THE RECORDS:

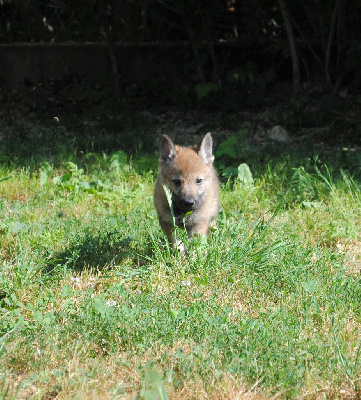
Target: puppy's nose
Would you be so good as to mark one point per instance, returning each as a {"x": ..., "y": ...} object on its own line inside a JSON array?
[{"x": 189, "y": 202}]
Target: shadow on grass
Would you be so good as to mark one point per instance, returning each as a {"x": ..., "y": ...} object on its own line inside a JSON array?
[{"x": 92, "y": 252}]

OBJECTIVE:
Print each item above word for word, leaving out the pictures.

OUTPUT FOR THIS TASK:
Target: puppy's nose
Would you be so good as to mark one point per instance, returning each as a {"x": ..., "y": ...} object on its own line inside a JSON array?
[{"x": 189, "y": 202}]
Target: shadow on grass
Would you be so good as to mark one point per instance, returning each as a {"x": ..., "y": ...} object on its own line inside a JSON array?
[{"x": 92, "y": 252}]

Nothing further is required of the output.